[Pointing records]
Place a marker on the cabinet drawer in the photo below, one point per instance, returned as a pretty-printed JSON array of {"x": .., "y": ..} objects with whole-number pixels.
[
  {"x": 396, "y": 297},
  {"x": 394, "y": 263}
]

...

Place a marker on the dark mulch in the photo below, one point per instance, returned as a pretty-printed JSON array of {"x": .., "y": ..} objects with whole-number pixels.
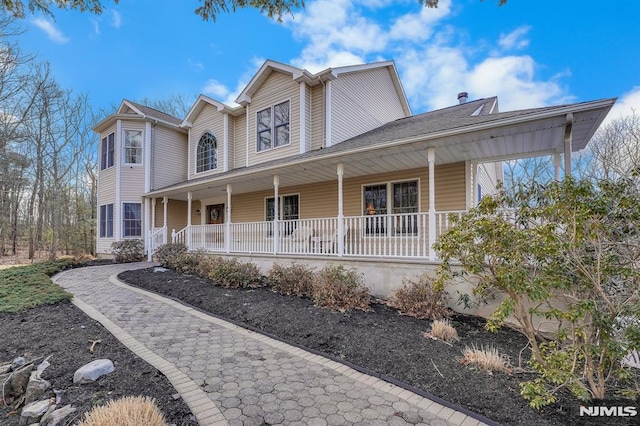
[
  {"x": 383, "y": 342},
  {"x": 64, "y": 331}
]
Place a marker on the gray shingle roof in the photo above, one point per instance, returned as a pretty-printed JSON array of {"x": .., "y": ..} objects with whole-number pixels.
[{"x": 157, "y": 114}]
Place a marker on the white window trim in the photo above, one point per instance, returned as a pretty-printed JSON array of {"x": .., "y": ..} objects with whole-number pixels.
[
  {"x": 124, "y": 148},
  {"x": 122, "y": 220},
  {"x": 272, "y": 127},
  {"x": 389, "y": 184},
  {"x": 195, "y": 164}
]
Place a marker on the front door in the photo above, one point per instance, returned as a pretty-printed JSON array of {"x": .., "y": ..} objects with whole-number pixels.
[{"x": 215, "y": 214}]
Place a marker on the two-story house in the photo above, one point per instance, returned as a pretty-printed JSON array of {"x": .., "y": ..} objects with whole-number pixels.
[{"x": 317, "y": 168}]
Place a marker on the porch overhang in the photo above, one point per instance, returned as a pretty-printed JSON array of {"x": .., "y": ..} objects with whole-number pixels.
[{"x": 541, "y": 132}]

» **WHAT YOU SHOULD DO**
Could you gather and copy out every line of the data above that contains the string "below"? Case counts.

» **WRITTEN ANSWER**
Place a marker on the cabinet drawer in the photo below, one point per instance, returned as a pretty-printed JSON array of {"x": .., "y": ..} objects with whole-number pixels.
Place a marker on the dark mulch in the photo below, one point per instance, returned as a pretty-printed JSON array of {"x": .., "y": ..} objects with whole-number pixels.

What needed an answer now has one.